#### What the task requires
What do the gas engine tips below say from "4. Purchasing a" to "every 6 months."? Copy that part word for word.

#### Passage for review
::::::::::

Gas Engine Tips

#1
Greetings,

Here are a few tips and suggestions for handling gas and gas engines.

Ethanol is in most gasoline that you buy today. It's a nasty product that can eat away at carburators and leave deposits and varnish behind. Even fuel injected machines can suffer if left to sit long enough. It is hydroscopic so it absorbs water which further erodes and ruins carburated engines.

1. If using ethanol fuel, try to run the engine dry (if it has a fuel shutoff lever) when you are done using the equipment. Some carburators make it easy to quickly drain the float bowl.

2. There is a website that tracks ethanol free fueling stations. https://www.pure-gas.org/extensions/map.html The map will tell you if any are available in your area. Ethanol free fuel, while more expensive, will not damage your carburators and small engines the same way that ethanol gas does. It can last longer in storage as well if treated with a stabilizer.

3. Fuel stabilizer helps keep fuel decent for a few months, but does not help much with the ethanol. I have had stabilized fuel last for a year, but I try not to since it can absorb a lot of water in the ethanol. As gas ages it loses its octane rating, which can cause engine knock.

4. Purchasing a fuel pump (battery operated or otherwise) is a great way to transfer fuel from those new horrible epa compliant gas cans, or to equipment that is difficult to pour into. I use this product: https://www.amazon.com/gp/product/B00APU2X0K/ and it pumps at a good rate.

5. Rotating your gas supply into your vehicles is a good way to keep fresh gas on hand. The fuel pump will help make transfer much easier, and you don't lose money on bad gas. I do so about once every 6 months.

6. For two stroke small engines, try to run ethanol free only. You can buy ethanol-free pre-mixed cans of gas at power equipment stores and on amazon as well. These engines are very suspectable to damage from ethanol fuel, and a lot of them are ran infrequently (weed eaters, chain saws).

7. If you have small equipment that is suffering from carburator issues and you don't feel up to fixing it, many towns have a small equipment repair shop. These shops are kept fairly busy by the constant repair costs of ethanol fuel. Often you can get your equipment up and running for not that much money. Motorcycle shops are very busy in the springtime due to failed carburators. The culperit? Ethanol fuel.

8. Power Service Diesel Fuel Supplement can be used in diesel fuel to prevent gelling in the winter. It also contains lubricant for injector pumps that can wear out due to low sulfur diesel that is supplied in the US. Not all diesel sold contains winterizing agents. If you use it year round you don't have to worry about whether you added it or not. Sitting equipment will not suffer from gelled diesel if you use it year-round.

9. If you are sick of the new style gas can spouts, you can still purchase the old style online: https://www.amazon.com/EZ-Pour-Gas-Can-Replacement-Spout/dp/B06WRRXG1X

10. If you don't want to mess with purchasing caps, the most reliable gas can I've found are the NoSpill gas cans. They are sold all over and are very easy to operate. They do come at a price however.

11. Spark plugs last a long time. You don't have to waste money on purchasing new ones each season. Air Filters and Oil are great preventive maintenance however. Oil filters as well if your item uses it.

::::::::::

#### Record excerpts
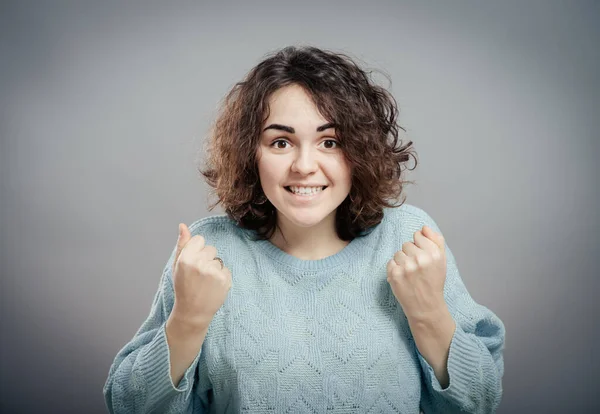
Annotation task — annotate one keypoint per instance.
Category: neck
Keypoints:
(315, 243)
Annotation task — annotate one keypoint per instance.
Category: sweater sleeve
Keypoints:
(139, 380)
(475, 362)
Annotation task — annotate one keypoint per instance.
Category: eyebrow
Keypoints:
(292, 130)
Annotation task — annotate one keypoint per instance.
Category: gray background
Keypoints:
(105, 105)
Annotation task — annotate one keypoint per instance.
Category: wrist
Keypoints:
(187, 324)
(431, 320)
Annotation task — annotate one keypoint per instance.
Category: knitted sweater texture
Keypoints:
(311, 336)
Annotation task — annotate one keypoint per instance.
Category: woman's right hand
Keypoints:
(200, 284)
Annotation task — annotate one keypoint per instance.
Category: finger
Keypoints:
(436, 237)
(399, 257)
(183, 238)
(196, 244)
(208, 253)
(410, 249)
(424, 243)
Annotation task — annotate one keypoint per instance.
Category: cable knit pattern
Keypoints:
(312, 336)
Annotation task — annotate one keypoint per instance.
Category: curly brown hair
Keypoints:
(365, 118)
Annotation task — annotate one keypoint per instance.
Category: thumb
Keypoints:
(184, 237)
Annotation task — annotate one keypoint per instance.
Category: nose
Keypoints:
(305, 162)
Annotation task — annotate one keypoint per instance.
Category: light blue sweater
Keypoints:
(312, 336)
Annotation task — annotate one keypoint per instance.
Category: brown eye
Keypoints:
(278, 144)
(331, 144)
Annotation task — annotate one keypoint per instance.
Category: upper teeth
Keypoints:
(306, 190)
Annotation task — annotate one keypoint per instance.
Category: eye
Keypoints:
(331, 144)
(277, 144)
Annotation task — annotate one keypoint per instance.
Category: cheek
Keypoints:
(269, 171)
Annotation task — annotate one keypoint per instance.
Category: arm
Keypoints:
(140, 379)
(466, 356)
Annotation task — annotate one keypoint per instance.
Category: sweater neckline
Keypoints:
(344, 256)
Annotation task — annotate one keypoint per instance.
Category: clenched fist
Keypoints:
(417, 274)
(200, 284)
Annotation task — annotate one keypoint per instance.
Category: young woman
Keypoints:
(315, 292)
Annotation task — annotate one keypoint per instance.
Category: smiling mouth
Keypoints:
(290, 190)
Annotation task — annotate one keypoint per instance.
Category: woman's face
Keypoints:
(299, 149)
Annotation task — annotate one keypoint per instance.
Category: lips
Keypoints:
(290, 190)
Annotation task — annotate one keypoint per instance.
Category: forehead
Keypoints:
(293, 103)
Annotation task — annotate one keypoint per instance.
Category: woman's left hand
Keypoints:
(417, 274)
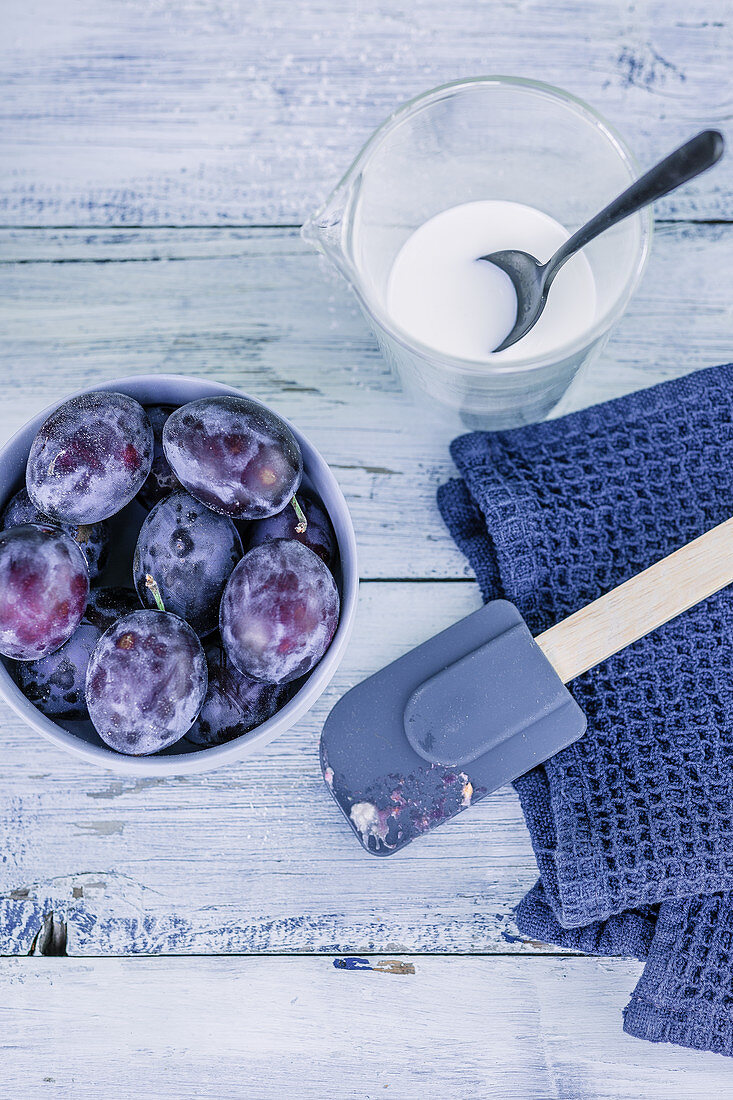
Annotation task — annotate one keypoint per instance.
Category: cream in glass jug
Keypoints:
(484, 141)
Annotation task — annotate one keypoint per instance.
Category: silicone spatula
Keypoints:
(481, 703)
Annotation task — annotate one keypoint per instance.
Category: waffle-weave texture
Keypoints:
(632, 826)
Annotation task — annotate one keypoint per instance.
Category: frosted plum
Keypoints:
(161, 480)
(43, 590)
(318, 535)
(190, 552)
(145, 682)
(93, 538)
(56, 683)
(234, 703)
(279, 612)
(108, 604)
(90, 458)
(233, 455)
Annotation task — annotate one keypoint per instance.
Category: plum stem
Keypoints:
(302, 525)
(152, 584)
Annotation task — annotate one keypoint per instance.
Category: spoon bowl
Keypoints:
(532, 279)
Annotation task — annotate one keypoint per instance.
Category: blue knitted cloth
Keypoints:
(632, 826)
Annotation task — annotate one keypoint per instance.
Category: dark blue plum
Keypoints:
(93, 538)
(189, 551)
(56, 683)
(108, 604)
(44, 585)
(161, 480)
(145, 682)
(233, 455)
(90, 458)
(279, 612)
(234, 703)
(318, 535)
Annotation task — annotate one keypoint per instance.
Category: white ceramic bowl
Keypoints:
(183, 758)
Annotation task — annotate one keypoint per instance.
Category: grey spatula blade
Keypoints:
(442, 726)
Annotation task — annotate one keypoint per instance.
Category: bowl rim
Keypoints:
(207, 759)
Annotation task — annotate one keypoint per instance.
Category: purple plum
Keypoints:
(233, 455)
(190, 552)
(90, 458)
(145, 682)
(44, 584)
(56, 683)
(318, 535)
(234, 703)
(279, 612)
(93, 538)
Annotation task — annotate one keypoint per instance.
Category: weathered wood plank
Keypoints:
(273, 1029)
(256, 857)
(256, 309)
(241, 112)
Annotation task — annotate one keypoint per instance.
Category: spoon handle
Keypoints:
(695, 156)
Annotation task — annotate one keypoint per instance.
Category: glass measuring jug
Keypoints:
(489, 138)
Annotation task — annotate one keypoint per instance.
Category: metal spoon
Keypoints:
(532, 279)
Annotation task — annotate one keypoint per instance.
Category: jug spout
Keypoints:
(326, 229)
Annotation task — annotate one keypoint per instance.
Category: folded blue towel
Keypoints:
(632, 826)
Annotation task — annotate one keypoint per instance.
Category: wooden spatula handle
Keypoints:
(641, 604)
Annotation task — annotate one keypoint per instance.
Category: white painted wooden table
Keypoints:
(156, 160)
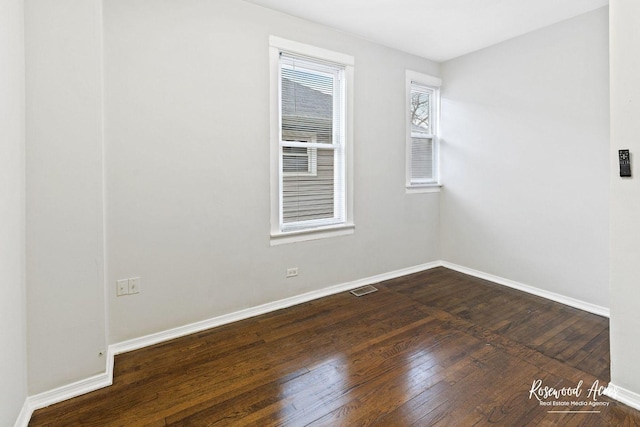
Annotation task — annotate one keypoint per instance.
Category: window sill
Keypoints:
(426, 188)
(282, 238)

::::::::::

#### Output for this task
4. Purchasing a fuel pump (battery operated or otherwise) is a great way to transfer fuel from those new horrible epa compliant gas cans, or to equipment that is difficult to pour into. I use this product: https://www.amazon.com/gp/product/B00APU2X0K/ and it pumps at a good rate.

5. Rotating your gas supply into your vehicles is a good way to keep fresh gas on hand. The fuel pump will help make transfer much easier, and you don't lose money on bad gas. I do so about once every 6 months.